#### What you need to do:
Set down each line of the listing below exactly as it is written.
++++++++++
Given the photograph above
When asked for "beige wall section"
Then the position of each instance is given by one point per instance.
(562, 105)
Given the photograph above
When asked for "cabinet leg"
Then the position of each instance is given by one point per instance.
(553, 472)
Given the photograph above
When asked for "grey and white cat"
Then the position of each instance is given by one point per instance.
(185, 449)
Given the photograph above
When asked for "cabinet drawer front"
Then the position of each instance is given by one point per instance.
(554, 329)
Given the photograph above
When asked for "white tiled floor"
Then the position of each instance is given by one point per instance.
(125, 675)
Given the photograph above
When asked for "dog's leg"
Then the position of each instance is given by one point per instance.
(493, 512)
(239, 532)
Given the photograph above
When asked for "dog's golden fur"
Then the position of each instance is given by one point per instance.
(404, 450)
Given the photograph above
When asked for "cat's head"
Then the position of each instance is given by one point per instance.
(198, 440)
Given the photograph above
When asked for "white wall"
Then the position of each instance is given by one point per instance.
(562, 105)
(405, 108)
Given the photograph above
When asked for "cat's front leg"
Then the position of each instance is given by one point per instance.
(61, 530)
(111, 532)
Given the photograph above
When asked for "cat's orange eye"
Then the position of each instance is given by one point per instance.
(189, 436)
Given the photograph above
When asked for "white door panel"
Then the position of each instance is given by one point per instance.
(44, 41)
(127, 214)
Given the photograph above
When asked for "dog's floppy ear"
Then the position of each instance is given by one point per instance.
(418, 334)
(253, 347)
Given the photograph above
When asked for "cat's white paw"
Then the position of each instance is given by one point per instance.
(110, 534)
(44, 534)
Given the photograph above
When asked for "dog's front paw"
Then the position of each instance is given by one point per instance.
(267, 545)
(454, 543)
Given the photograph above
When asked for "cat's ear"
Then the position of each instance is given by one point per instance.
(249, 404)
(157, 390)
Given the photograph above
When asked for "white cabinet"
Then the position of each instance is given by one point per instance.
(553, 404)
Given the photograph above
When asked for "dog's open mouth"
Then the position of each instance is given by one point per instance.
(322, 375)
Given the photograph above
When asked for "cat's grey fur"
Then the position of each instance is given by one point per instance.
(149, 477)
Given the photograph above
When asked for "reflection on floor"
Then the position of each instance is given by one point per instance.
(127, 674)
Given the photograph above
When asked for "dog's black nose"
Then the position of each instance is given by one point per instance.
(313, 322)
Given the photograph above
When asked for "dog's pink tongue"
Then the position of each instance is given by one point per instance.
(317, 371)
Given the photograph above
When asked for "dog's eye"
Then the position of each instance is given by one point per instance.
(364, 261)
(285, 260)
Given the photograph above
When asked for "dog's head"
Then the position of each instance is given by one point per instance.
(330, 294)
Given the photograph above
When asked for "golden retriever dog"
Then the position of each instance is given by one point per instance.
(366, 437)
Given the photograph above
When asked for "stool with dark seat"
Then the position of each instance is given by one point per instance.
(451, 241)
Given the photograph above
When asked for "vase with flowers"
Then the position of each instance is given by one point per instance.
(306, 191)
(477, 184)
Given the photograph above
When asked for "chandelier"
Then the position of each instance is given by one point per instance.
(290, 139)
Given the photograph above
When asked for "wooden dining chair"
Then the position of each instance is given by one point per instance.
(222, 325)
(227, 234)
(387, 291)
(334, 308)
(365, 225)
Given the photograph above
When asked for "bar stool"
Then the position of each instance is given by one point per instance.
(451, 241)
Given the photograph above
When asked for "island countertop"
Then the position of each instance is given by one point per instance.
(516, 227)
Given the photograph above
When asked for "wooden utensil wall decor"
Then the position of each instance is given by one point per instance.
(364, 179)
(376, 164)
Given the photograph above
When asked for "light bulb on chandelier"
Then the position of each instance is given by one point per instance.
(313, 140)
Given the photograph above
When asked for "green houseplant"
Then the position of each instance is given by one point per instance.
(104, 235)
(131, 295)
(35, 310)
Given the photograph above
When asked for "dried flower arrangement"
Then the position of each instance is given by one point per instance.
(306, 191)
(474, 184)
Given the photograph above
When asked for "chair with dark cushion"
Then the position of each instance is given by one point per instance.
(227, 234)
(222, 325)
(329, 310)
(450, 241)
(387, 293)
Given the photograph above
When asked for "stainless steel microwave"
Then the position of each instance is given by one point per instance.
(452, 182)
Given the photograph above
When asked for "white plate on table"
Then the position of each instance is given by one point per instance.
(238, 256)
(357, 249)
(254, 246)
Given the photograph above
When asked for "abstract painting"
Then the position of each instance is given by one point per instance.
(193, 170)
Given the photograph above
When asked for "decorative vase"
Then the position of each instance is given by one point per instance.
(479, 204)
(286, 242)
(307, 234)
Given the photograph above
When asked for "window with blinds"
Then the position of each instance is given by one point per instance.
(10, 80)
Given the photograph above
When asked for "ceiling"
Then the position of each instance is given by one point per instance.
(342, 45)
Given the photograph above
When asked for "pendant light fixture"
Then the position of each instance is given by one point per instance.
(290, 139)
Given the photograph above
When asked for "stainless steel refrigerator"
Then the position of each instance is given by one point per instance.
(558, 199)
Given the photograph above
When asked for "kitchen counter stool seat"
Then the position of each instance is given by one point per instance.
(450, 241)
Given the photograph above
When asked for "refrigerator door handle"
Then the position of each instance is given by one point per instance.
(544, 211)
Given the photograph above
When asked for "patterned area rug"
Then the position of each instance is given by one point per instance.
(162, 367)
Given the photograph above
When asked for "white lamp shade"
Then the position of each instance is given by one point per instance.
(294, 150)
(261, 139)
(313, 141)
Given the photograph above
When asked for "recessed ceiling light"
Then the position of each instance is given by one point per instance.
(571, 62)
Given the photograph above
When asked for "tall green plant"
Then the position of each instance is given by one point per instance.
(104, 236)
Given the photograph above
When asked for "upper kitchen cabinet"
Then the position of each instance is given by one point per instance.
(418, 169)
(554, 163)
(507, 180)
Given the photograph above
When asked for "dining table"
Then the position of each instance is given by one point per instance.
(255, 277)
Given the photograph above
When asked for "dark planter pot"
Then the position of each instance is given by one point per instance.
++++++++++
#### Finished exercise:
Given the photograph above
When asked for "beige wall section"
Then the position of each instance is given by one point per instance.
(562, 105)
Given the photograph above
When asked for "cabinet leg"
Then the position of each instance is given by one point per instance.
(553, 472)
Given the photograph above
When asked for "grey and white cat"
Then the position of each instance is given by one point per instance.
(185, 449)
Given the photograph above
When asked for "cabinet drawer front"
Then the position of each instance is given by one point per instance.
(554, 329)
Given the photograph above
When asked for "white tiled floor"
Then the position of each instance is given by one point per instance.
(125, 675)
Given the photograph above
When asked for "dog's leg"
Then the position of each instance is given by one point per instance.
(493, 512)
(239, 532)
Given the photograph above
When asked for "dog's golden fur"
Then the position of each instance is given by one point per instance.
(404, 450)
Given the photograph above
When asked for "cat's head"
Then the position of each instance is given by one point per instance.
(198, 440)
Given the photograph above
When asked for "white wall"
Then the position of each instance is given by one point per instance.
(562, 105)
(405, 108)
Given the photograph above
When asked for "cat's front leg"
Then the position of each instance is given by one point per instance.
(61, 530)
(111, 532)
Given the photograph above
When asked for "cat's orange eye"
Then the position of each instance is given by one point per instance.
(189, 436)
Given the photograph above
When asked for "white door panel"
Then the position of each instance is given by one point per instance.
(44, 41)
(127, 214)
Given the photograph above
When asked for "dog's floppy ear"
Then the position of each instance is given by one point per instance.
(418, 334)
(253, 347)
Given the photograph above
When asked for "cat's white paw"
Then the position of each instance is given by one point per instance.
(110, 534)
(44, 534)
Given the photograph above
When asked for "dog's front paw"
Then the position of each instance is given by one point per instance.
(267, 545)
(454, 543)
Given the photograph above
When asked for "cat's ear"
Then the position of each instance is given by one point per instance.
(249, 404)
(157, 390)
Given the photograph above
When asked for "white cabinet"
Then the position of each instance is given by one point per instance.
(553, 404)
Given the photograph above
When asked for "dog's open mouth"
Then the position of each instance is given by one point per instance.
(322, 375)
Given the photograph above
When asked for "cat's grey fur"
Then the position of each instance is given by one point per instance.
(149, 477)
Given the photograph above
When asked for "reflection on floor"
Then the position of each instance is given by one point per instance.
(127, 674)
Given the photograph above
When asked for "dog's black nose"
Then the position of each instance is given by one point per instance.
(313, 322)
Given the photograph above
When asked for "dog's pink tongue"
Then the position of each instance is given by one point per instance.
(317, 371)
Given the photograph above
When asked for "dog's eye"
Then the position of each instance is given by one point per instance.
(364, 261)
(285, 260)
Given the photograph above
When asked for "dog's head"
Then the position of each instance is given by one point per instance.
(330, 294)
Given the photograph above
When asked for "golden retriever dog"
Then the position of each instance is given by one point per instance.
(366, 437)
Given the photograph above
When asked for "stool with dark seat"
Then the position of each instance is given by one point per instance.
(451, 241)
Given the photograph above
When asked for "vase with flowers"
Then the position of each instance is given by one point per instance.
(306, 191)
(477, 184)
Given the photograph above
When asked for "chandelier"
Then the position of each instance is given by one point per instance.
(290, 139)
Given the photograph above
When asked for "wooden dining chair"
Then the position of each instance is given by one point per instance.
(222, 325)
(227, 234)
(387, 291)
(334, 308)
(365, 225)
Given the photograph above
When asked for "bar stool"
Then the position of each instance is given by one point per instance.
(451, 241)
Given the photograph above
When asked for "island countertop"
Then the position of each instance is given by one point per instance.
(516, 227)
Given the photograph above
When asked for "wooden utensil wall decor"
Then the position of each instance is given by one point per instance.
(364, 179)
(376, 164)
Given the photograph above
When asked for "light bulb on chandelier"
Then the position of each instance is given by one point per instance.
(313, 140)
Given the photograph above
When asked for "green houseplant"
Then the position of each instance is given by one point per instance.
(104, 235)
(131, 295)
(35, 310)
Given the photograph above
When asked for "dried flower arrangement"
Then the position of each instance is given by one point per instance.
(306, 191)
(474, 184)
Given the photograph above
When asked for "chair with dark cushion"
Then the position of each instance is given by one point per instance.
(227, 234)
(222, 325)
(329, 310)
(450, 241)
(387, 293)
Given the photograph above
When asked for "stainless steel microwave"
Then the position of each instance is given by one point per instance.
(452, 182)
Given the photograph above
When asked for "white plate on table"
Then the position of each instance is given by one point per instance.
(238, 256)
(357, 249)
(254, 246)
Given the photograph above
When asked for "abstract painting"
Then the position of each instance is given by one point per instance.
(193, 170)
Given the photograph above
When asked for "decorative vase"
Then the position of each instance is given by one point per instance.
(479, 204)
(286, 242)
(307, 234)
Given the photograph above
When asked for "window with blinds"
Then the position of each instance is given by one point per instance.
(10, 80)
Given the photograph above
When asked for "ceiling"
Then the position of each instance is given by one point per instance.
(342, 45)
Given the photograph above
When asked for "pendant light fixture"
Then the position of each instance is given by one point per instance.
(290, 139)
Given the photograph above
When asked for "stainless steel refrigerator"
Then the position of each instance is given by one point per instance.
(558, 199)
Given the photograph above
When asked for "kitchen counter stool seat"
Then the position of each instance is given by one point per instance.
(450, 241)
Given the photograph above
When asked for "refrigerator door handle"
Then the position of each instance is given by one point per instance.
(544, 211)
Given the photograph above
When asked for "patterned area rug"
Then the position of each instance is given by one point per instance.
(162, 367)
Given the photograph above
When asked for "white lamp shade"
Then the position of each instance is given by one point per instance.
(294, 150)
(261, 139)
(313, 141)
Given the photograph above
When asked for "recessed ceiling light"
Then the position of each instance is given by one point per instance.
(571, 62)
Given the photograph above
When asked for "tall green plant"
Then the position of each instance is given by one point per instance.
(104, 236)
Given the photograph above
When asked for "upper kitchen cabinet"
Then the position of each instance is given by one point per instance.
(418, 169)
(554, 163)
(507, 180)
Given the photograph above
When asked for "dining table"
Then the position of each instance is given by one point per instance.
(255, 277)
Given the photograph above
When asked for "dark planter pot"
Then the position of each instance is given by one point per instance.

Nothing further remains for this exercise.